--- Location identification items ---
----
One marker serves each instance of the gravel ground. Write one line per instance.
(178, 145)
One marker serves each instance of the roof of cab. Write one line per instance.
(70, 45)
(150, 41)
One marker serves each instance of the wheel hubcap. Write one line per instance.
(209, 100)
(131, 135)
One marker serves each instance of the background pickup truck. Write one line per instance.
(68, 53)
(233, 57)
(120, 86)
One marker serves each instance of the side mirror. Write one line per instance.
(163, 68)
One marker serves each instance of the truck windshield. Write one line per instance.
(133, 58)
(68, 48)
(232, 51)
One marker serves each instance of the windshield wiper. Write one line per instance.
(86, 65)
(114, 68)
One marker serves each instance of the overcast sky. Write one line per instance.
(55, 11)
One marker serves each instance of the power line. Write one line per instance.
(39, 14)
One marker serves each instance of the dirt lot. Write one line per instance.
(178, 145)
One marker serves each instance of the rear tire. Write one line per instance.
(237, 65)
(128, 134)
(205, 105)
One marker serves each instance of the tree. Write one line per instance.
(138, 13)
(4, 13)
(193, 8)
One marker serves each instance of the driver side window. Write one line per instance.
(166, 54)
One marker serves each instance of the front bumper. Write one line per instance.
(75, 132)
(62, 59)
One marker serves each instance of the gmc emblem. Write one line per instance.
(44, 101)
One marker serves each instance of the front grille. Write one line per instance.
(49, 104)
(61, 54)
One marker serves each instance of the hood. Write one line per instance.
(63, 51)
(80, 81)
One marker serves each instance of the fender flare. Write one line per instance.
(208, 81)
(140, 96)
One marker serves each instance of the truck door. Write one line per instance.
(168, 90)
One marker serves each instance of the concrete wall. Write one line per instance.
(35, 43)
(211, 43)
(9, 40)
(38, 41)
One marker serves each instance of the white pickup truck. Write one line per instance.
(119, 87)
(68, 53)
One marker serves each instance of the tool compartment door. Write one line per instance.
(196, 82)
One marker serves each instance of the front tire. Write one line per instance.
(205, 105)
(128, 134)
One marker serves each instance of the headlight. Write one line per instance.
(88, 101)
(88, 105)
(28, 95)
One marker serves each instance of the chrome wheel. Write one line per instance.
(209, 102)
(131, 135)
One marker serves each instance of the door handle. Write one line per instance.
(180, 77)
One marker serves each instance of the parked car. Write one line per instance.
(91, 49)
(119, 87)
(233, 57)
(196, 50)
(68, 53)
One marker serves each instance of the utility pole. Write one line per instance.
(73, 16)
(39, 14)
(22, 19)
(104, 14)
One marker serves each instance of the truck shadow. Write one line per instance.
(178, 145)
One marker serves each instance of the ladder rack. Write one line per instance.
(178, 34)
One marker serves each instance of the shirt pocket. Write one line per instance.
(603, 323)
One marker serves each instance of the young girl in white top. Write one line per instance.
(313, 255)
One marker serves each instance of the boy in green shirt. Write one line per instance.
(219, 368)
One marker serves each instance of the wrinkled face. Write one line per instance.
----
--- Exercise ---
Print exactly the lines from the one with "One marker serves each instance of the truck door." through the end of the data, inclusive.

--- The response ---
One marker serves each instance of the truck door. Write one line per instance.
(168, 90)
One marker serves each instance of the concrete wall. Write one line per instance.
(35, 43)
(211, 43)
(9, 40)
(38, 41)
One marker serves each instance of the white pickup truck. Write one line per instance.
(119, 87)
(68, 53)
One marker serves each instance of the tool compartment door. Write one line per instance.
(196, 82)
One marker serves each instance of the front tire. Write one line per instance.
(205, 105)
(128, 134)
One marker serves each instance of the headlight. Write one line per instance.
(88, 101)
(88, 105)
(28, 95)
One marker serves each instance of the chrome wheel. Write one line per instance.
(209, 102)
(131, 135)
One marker serves each instance of the door handle. Write one line per instance.
(180, 77)
One marker serves each instance of the parked car. Write one line per instance.
(91, 49)
(119, 87)
(233, 57)
(196, 50)
(68, 53)
One marker serves each instance of the utility pole. Write one line per instance.
(73, 16)
(39, 14)
(22, 19)
(104, 14)
One marker serves each instance of the truck shadow. Write one line per instance.
(178, 145)
One marker serves each instance of the ladder rack. Write one line per instance.
(178, 34)
One marker serves each instance of the shirt pocket. Write one line per instance.
(603, 323)
One marker serves each instance of the young girl in white top. Write one line per instance.
(313, 255)
One marker serves each instance of the boy in green shirt. Write one line per instance.
(219, 368)
One marker serves each instance of the wrinkled face. Write one line per instance.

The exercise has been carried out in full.